### What the task requires
Please reproduce the listing below word for word, keeping every line in its original order.

### Data rows
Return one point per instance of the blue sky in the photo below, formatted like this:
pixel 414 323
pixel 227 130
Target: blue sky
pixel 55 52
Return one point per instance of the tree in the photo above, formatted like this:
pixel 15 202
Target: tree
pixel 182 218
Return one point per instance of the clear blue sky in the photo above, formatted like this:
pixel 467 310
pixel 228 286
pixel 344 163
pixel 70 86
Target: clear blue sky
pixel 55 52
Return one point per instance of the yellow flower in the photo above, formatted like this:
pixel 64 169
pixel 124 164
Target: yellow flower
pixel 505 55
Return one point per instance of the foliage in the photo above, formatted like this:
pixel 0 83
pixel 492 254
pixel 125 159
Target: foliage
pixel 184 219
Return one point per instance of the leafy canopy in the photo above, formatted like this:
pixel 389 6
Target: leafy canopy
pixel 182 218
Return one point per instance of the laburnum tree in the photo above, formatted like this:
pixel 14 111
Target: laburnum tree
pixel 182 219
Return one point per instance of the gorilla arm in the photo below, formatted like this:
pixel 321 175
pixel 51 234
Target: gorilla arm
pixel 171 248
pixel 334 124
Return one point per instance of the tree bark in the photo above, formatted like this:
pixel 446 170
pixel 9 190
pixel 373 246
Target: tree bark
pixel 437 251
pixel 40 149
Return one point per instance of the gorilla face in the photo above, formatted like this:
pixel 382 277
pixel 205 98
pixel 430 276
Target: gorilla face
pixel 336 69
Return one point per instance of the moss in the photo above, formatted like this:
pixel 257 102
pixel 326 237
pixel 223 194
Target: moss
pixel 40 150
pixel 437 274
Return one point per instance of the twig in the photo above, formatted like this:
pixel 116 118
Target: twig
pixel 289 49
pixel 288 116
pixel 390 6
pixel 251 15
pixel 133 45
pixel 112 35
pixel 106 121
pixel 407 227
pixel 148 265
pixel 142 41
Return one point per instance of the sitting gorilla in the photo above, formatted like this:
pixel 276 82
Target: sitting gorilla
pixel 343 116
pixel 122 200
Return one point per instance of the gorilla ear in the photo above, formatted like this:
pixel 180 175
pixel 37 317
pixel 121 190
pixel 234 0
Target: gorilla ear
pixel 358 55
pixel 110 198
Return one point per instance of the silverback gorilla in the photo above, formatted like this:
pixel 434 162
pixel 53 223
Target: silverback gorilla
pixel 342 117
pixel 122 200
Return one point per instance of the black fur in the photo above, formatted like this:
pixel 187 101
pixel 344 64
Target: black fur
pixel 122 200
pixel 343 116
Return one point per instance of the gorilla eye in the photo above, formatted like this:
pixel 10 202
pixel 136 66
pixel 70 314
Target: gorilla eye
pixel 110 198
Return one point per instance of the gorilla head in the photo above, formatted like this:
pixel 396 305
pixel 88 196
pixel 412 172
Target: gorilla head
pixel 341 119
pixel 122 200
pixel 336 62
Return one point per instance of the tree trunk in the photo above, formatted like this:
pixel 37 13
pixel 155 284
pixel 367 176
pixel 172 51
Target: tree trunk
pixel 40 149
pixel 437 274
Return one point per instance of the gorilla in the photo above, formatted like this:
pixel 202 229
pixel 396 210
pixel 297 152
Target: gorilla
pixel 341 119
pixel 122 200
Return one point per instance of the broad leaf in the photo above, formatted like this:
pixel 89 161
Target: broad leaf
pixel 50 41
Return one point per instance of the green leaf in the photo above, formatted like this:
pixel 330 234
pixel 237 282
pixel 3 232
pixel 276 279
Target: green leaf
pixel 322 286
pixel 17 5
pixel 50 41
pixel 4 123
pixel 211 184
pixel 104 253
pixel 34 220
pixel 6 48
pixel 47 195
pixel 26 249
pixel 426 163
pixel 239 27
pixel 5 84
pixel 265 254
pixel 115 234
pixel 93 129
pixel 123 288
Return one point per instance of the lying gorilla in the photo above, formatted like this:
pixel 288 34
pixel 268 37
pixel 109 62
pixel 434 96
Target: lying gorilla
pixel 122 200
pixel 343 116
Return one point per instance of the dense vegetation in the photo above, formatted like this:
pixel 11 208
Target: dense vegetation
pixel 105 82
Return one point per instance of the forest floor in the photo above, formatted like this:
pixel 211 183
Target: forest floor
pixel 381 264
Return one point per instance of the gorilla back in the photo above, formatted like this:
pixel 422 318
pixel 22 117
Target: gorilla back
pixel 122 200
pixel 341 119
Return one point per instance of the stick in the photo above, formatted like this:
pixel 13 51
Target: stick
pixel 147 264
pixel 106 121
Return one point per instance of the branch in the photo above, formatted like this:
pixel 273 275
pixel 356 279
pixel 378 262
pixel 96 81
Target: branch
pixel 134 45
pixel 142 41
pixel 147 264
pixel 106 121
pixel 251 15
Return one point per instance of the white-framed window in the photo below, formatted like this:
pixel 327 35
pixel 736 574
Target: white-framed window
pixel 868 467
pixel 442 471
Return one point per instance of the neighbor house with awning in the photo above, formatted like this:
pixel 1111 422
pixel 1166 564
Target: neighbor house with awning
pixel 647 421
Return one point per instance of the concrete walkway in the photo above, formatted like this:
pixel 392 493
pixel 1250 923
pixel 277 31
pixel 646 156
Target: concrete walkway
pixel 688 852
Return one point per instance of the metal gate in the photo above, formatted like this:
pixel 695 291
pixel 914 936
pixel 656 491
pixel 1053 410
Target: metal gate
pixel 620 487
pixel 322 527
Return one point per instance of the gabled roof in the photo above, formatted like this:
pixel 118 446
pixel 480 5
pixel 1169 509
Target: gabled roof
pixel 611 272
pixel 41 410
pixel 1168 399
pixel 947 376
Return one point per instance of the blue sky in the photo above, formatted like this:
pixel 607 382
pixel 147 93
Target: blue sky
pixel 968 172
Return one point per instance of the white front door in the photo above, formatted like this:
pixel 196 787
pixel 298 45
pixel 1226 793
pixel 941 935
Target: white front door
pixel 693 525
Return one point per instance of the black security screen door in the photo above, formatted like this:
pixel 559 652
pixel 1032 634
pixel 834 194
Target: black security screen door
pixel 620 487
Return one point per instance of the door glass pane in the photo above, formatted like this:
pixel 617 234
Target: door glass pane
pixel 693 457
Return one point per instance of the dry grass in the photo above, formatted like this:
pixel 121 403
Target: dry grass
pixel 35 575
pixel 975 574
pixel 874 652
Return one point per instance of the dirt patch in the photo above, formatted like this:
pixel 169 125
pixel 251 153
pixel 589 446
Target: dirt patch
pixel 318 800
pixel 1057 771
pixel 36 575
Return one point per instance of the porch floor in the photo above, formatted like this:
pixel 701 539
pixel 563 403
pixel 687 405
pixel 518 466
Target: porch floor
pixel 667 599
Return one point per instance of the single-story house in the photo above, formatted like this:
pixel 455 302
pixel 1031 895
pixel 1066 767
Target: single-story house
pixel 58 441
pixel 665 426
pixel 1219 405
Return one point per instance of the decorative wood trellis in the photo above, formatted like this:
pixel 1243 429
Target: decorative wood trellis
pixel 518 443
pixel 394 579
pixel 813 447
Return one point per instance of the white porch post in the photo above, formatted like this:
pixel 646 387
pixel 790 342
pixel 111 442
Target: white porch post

### Solution for this problem
Return one point per instance of the blue sky in the photo below, formatted like this:
pixel 414 323
pixel 227 130
Target: blue sky
pixel 55 52
Return one point per instance of the tree in the photo above, formatted like this:
pixel 15 202
Target: tree
pixel 182 218
Return one point per instance of the clear blue sky in the photo above, formatted like this:
pixel 467 310
pixel 228 286
pixel 344 163
pixel 70 86
Target: clear blue sky
pixel 55 52
Return one point per instance of the yellow flower in the photo above, formatted like this:
pixel 64 169
pixel 124 164
Target: yellow flower
pixel 505 55
Return one point per instance of the foliage in the photo above, formatted like this:
pixel 0 83
pixel 492 254
pixel 125 159
Target: foliage
pixel 184 219
Return one point per instance of the leafy canopy in the photo above, formatted like this:
pixel 389 6
Target: leafy canopy
pixel 182 218
Return one point per instance of the laburnum tree in the photo above, formatted like this:
pixel 14 111
Target: laburnum tree
pixel 182 219
Return one point per instance of the gorilla arm in the photo below, formatted like this:
pixel 321 175
pixel 51 234
Target: gorilla arm
pixel 171 248
pixel 334 124
Return one point per instance of the tree bark in the photo above, formatted like this:
pixel 446 170
pixel 9 190
pixel 373 246
Target: tree bark
pixel 437 251
pixel 40 149
Return one point per instance of the gorilla face in the photo above, formatted like this:
pixel 382 277
pixel 205 98
pixel 430 276
Target: gorilla face
pixel 336 69
Return one point per instance of the moss in the photo above, formatted like this:
pixel 257 102
pixel 326 237
pixel 223 194
Target: moss
pixel 40 150
pixel 437 274
Return one point per instance of the twig in the photo above, formatted like this:
pixel 116 118
Target: twig
pixel 289 49
pixel 288 116
pixel 390 6
pixel 251 15
pixel 133 45
pixel 112 35
pixel 106 121
pixel 407 227
pixel 148 265
pixel 142 41
Return one point per instance of the sitting gorilla in the photo above, formatted like this:
pixel 276 82
Target: sitting gorilla
pixel 343 116
pixel 122 200
Return one point per instance of the gorilla ear in the photo above, formatted like this:
pixel 180 175
pixel 37 317
pixel 121 190
pixel 234 0
Target: gorilla ear
pixel 358 55
pixel 110 198
Return one point per instance of the silverback gorilla in the photo above, formatted like this:
pixel 434 162
pixel 53 223
Target: silverback gorilla
pixel 342 117
pixel 122 200
Return one point per instance of the black fur in the photo above, formatted like this:
pixel 187 101
pixel 344 64
Target: black fur
pixel 122 200
pixel 343 116
Return one point per instance of the gorilla eye in the photo above, formatted like this:
pixel 10 202
pixel 136 66
pixel 70 314
Target: gorilla eye
pixel 110 198
Return one point per instance of the gorilla head in the photo above, formatted like this:
pixel 396 305
pixel 88 196
pixel 412 172
Target: gorilla head
pixel 341 119
pixel 122 200
pixel 336 62
Return one point per instance of the tree trunk in the photo above, formatted like this:
pixel 37 13
pixel 155 284
pixel 367 176
pixel 172 51
Target: tree trunk
pixel 40 149
pixel 437 274
Return one point per instance of the gorilla in the photo above, formatted like this:
pixel 202 229
pixel 396 210
pixel 297 152
Target: gorilla
pixel 341 119
pixel 122 200
Return one point per instance of the broad leaf in the photo above, formatted like this:
pixel 89 161
Target: broad leaf
pixel 50 41
Return one point per instance of the green leaf in the photo above, formatted like this:
pixel 330 234
pixel 237 282
pixel 3 232
pixel 276 279
Target: green leaf
pixel 322 286
pixel 17 5
pixel 50 41
pixel 4 123
pixel 211 184
pixel 104 253
pixel 34 220
pixel 6 48
pixel 47 195
pixel 26 249
pixel 426 163
pixel 239 27
pixel 5 84
pixel 265 254
pixel 115 234
pixel 93 129
pixel 123 288
Return one point per instance of the lying gorilla in the photo above, formatted like this:
pixel 288 34
pixel 268 37
pixel 109 62
pixel 434 96
Target: lying gorilla
pixel 122 200
pixel 343 116
Return one point per instance of the dense vegetation in the photo above, formatted like this:
pixel 11 208
Target: dense vegetation
pixel 105 82
Return one point per instance of the forest floor in the photo above, formatted like this:
pixel 211 183
Target: forest floor
pixel 381 264
Return one point per instance of the gorilla back in the photo above, formatted like this:
pixel 422 318
pixel 22 117
Target: gorilla back
pixel 122 200
pixel 341 119
Return one point per instance of the stick in the photo above, formatted like this:
pixel 13 51
Target: stick
pixel 147 264
pixel 106 121
Return one point per instance of the branch in the photo above, formatted like this:
pixel 273 275
pixel 356 279
pixel 378 262
pixel 96 81
Target: branch
pixel 134 45
pixel 142 41
pixel 147 264
pixel 106 121
pixel 251 15
Return one point per instance of the white-framed window in the photo below, formatted like this:
pixel 327 35
pixel 736 574
Target: white-framed window
pixel 868 467
pixel 442 471
Return one point per instance of the neighbor house with awning in the photo above, formatted like this:
pixel 1111 422
pixel 1166 564
Target: neighbor house with awning
pixel 647 421
Return one point per instance of the concrete walkway in the photo above, formatted like this:
pixel 392 493
pixel 1250 923
pixel 277 31
pixel 646 156
Target: concrete walkway
pixel 688 852
Return one point per instance of the metal gate in the photo above, formatted like this:
pixel 695 291
pixel 914 936
pixel 656 491
pixel 1053 410
Target: metal gate
pixel 620 487
pixel 322 527
Return one point per instance of the gabled roof in the photo above, formatted like this:
pixel 118 446
pixel 480 5
pixel 1169 509
Target: gabled roof
pixel 611 272
pixel 41 410
pixel 1168 399
pixel 947 376
Return one point per instance of the blue sky in the photo above, formatted like this:
pixel 607 382
pixel 147 93
Target: blue sky
pixel 968 172
Return one point per instance of the white front door in the photo above, formatted like this:
pixel 196 787
pixel 298 45
pixel 1226 793
pixel 941 935
Target: white front door
pixel 693 525
Return one point per instance of the black security screen door in the photo above, formatted like this:
pixel 559 652
pixel 1032 634
pixel 834 194
Target: black security screen door
pixel 620 487
Return one point per instance of the door glass pane in the photo above, formatted like this:
pixel 617 234
Target: door glass pane
pixel 693 457
Return one point per instance of the dry grass in the photo above, formatted like this:
pixel 121 403
Target: dry grass
pixel 35 575
pixel 975 574
pixel 874 652
Return one point per instance of the dirt patch in the photo above, formatted like this:
pixel 169 125
pixel 251 153
pixel 589 446
Target: dirt patch
pixel 318 800
pixel 1057 771
pixel 36 575
Return one point per instance of the porch floor in the photo above, formatted like this:
pixel 701 539
pixel 563 403
pixel 687 405
pixel 518 466
Target: porch floor
pixel 667 599
Return one point per instance of the single-story house in the photo above, formatted like this:
pixel 455 302
pixel 1031 895
pixel 1066 767
Target: single-story house
pixel 58 441
pixel 665 426
pixel 1219 405
Return one point per instance of the decorative wood trellis in the photo above, formatted like this:
pixel 1243 429
Target: decorative wood trellis
pixel 518 443
pixel 394 579
pixel 813 447
Return one point per instance of the white porch post in the photo above, formatted like this:
pixel 646 387
pixel 790 342
pixel 111 442
Target: white porch post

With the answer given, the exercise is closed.